Exercise instructions: Repeat all of the data precisely.

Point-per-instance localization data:
------------------------------------

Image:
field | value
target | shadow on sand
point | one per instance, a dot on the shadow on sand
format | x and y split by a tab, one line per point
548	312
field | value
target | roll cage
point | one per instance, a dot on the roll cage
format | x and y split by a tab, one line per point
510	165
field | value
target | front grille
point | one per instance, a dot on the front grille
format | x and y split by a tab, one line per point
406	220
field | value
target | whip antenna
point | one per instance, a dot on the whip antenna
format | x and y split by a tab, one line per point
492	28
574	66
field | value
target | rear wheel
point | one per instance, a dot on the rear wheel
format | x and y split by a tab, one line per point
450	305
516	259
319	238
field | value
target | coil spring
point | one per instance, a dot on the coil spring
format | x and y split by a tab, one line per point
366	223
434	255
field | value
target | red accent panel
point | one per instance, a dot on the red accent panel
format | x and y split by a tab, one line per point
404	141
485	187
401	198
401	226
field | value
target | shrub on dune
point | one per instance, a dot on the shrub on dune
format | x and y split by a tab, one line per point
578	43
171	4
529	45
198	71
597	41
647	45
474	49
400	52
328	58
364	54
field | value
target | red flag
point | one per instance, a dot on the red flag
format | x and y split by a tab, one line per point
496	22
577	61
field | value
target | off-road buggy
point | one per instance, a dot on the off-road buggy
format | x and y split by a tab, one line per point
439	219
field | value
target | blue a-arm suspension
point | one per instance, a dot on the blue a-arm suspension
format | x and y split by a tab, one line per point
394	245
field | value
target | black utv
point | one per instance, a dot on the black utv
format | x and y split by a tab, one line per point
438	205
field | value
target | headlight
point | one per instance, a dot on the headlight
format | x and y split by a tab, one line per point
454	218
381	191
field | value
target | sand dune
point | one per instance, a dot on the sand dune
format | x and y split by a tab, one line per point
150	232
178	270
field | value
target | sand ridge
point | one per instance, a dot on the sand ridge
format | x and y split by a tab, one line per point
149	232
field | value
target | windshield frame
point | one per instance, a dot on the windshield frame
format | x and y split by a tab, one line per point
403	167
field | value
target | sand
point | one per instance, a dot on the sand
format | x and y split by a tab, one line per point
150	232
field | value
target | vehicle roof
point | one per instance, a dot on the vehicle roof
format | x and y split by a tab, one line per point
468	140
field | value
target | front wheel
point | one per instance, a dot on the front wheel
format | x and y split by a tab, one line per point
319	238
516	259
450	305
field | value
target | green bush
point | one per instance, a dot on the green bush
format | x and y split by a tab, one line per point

------------------------------------

Solved problem:
Image:
field | value
target | shadow on sand
point | one per instance, a dot on the shadow on sand
format | x and y split by a tab, one line per point
548	312
field | value
target | roll cage
point | one per instance, a dot on the roll cage
format | x and y split by a tab, one line per point
510	165
field | value
target | front grille
point | one per instance, a dot on the front grille
format | x and y split by a tab, one line per point
406	220
field | value
target | whip antenna
point | one per instance, a dot on the whip antenna
format | x and y split by a tab, one line per point
492	28
574	66
field | value
target | rear wheel
point | one per instance, a dot on the rear wheel
format | x and y split by a tab, one line per point
450	305
516	259
319	238
field | value
target | coil spring
point | one per instance, a dot on the coil spring
format | x and y split by a tab, one line per point
366	223
434	255
field | value
target | red accent panel
point | one per instance, a dot on the red accent panel
format | x and y split by a tab, one line per point
404	141
485	187
401	198
401	226
field | value
target | shrub on dune
point | one per instance, a dot on the shrub on dune
format | x and y split by a tab, one line per point
578	43
171	4
529	45
198	71
597	41
647	45
474	49
400	52
328	58
364	54
field | value
target | red flag
point | one per instance, a dot on the red flag
format | x and y split by a tab, one line per point
496	22
577	61
field | value
target | off-road buggy
point | one per instance, a dot on the off-road buggy
format | x and y split by a tab, one line per point
439	219
field | value
target | blue a-arm suspension
point | one per instance, a dot on the blue a-arm suspension
format | x and y split by a tab, one line per point
394	245
field | value
target | black utv
point | one per instance, a dot on the black utv
format | x and y split by a tab, one line per point
438	205
field | value
target | headlight
point | one per instance, a dot on the headlight
format | x and y split by a tab, one line per point
454	218
381	191
field | value
target | sand dune
point | one per instance, a dot on the sand dune
format | x and y split by a tab, one line per point
150	232
178	270
field | value
target | sand ridge
point | one per instance, a dot on the sand ridge
format | x and y split by a tab, one line per point
149	232
field | value
target | windshield frame
point | one per instance, a dot on the windshield frame
format | x and y split by a tab, one line per point
403	167
field | value
target | sand
point | one per instance, a dot on the sand
format | x and y split by a tab, one line per point
150	232
field | value
target | vehicle roof
point | one per instance, a dot on the vehicle roof
format | x and y split by a tab, one line per point
468	140
field | value
target | front wheel
point | one per instance, a dot on the front wheel
format | x and y split by a tab, one line per point
319	238
516	259
450	305
field | value
target | green bush
point | one per instance, a dot on the green bush
format | x and y split by a tab, one line per point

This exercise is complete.